TASK TO COMPLETE >> Write out exactly the lines running from the one that contains "the stone archway" through the end of the material.

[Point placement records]
━━━━━━━━━━━━━━━━━━━━

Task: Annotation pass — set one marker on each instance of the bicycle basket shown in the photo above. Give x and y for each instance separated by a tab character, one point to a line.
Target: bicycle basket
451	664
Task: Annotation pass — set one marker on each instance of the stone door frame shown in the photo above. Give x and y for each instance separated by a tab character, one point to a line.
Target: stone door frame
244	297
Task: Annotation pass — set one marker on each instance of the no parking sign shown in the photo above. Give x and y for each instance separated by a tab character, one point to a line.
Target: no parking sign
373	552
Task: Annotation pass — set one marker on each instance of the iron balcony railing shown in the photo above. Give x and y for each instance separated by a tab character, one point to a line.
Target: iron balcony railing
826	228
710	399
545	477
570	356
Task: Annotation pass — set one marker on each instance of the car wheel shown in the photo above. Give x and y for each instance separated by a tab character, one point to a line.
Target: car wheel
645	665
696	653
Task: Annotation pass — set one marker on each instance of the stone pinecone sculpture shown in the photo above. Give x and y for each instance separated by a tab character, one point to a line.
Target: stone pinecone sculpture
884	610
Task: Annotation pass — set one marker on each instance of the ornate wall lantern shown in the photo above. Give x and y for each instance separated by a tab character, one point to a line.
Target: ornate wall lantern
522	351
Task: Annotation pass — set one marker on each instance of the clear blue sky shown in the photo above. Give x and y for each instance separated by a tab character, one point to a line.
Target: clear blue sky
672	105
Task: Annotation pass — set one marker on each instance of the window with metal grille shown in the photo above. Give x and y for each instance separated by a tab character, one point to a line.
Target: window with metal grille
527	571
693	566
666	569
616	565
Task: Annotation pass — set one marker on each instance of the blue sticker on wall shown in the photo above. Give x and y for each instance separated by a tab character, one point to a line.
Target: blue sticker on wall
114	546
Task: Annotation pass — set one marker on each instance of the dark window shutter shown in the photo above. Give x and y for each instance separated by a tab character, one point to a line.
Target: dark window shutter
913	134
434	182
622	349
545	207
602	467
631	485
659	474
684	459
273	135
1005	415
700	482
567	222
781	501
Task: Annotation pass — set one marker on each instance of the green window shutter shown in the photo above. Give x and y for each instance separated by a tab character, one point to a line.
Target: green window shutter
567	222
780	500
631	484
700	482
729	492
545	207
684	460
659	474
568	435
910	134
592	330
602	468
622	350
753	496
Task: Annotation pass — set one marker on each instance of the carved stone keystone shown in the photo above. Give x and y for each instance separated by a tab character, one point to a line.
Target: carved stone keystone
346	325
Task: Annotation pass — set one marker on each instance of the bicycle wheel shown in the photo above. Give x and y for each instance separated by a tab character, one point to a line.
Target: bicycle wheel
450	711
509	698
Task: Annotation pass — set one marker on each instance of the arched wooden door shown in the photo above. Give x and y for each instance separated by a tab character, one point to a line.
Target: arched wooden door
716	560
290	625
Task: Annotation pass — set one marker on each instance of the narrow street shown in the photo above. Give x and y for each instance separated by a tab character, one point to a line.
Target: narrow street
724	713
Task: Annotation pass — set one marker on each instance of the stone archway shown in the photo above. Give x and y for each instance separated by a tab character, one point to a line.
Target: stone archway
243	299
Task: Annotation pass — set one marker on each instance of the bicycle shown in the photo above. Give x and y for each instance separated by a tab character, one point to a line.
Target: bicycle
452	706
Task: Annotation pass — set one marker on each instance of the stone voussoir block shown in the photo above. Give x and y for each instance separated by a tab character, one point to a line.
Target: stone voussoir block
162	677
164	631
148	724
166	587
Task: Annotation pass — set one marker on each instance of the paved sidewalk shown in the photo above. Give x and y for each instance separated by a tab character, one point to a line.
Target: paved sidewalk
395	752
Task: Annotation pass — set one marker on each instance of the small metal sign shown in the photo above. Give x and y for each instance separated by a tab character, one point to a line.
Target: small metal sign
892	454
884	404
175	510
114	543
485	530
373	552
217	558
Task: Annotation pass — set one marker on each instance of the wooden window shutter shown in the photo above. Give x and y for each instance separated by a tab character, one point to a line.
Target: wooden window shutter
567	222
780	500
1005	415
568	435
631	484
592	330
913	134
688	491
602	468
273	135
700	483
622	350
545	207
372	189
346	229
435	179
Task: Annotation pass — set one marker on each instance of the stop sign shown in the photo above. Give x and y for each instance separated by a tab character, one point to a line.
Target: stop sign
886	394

━━━━━━━━━━━━━━━━━━━━

RESPONSE TO THE EXERCISE >>
Task: Annotation pass — set one marker on each instance of the stone archway shown in the photo above. Give x and y for each instance separated by a tab character, one point to a line.
Target: stone archway
243	299
Task: Annotation pass — set one marker on each instance of the bicycle shown in the photo above. Give x and y for each instance separated by a tab character, one point to a line.
Target: bicycle
452	706
Task: Annotation pass — set one marker on each instance of the stone voussoir block shown in the photo above. Give x and y for each instance separated by a tab character, one point to a line.
Target: stone voussoir block
162	677
164	631
148	724
166	587
Task: Annotation pass — set one marker on each instance of the paved sidewalk shown in the photo above. Give x and y for each instance separated by a tab character, one point to a line.
Target: paved sidewalk
395	752
Task: Annotation pass — set one marker on each instance of the small metal sign shown in the photo above. Give x and y for each instance separated by a tab character, one point to a line.
Target: small metal sign
892	454
884	404
175	510
114	543
485	530
373	552
217	558
Task: Annotation pass — set one marker on each instance of the wooden window shutter shown in the photo above. Give x and y for each instance separated by a tab character, one point to a line.
Target: wooden window shutter
567	222
780	500
1005	415
568	435
631	484
592	330
913	134
688	491
602	468
273	135
700	483
622	350
545	207
372	189
346	229
435	179
Task: Annotation pass — set one marker on each instance of the stop sign shown in the photo above. Give x and y for each instance separated by a tab character, one point to a line.
Target: stop sign
886	394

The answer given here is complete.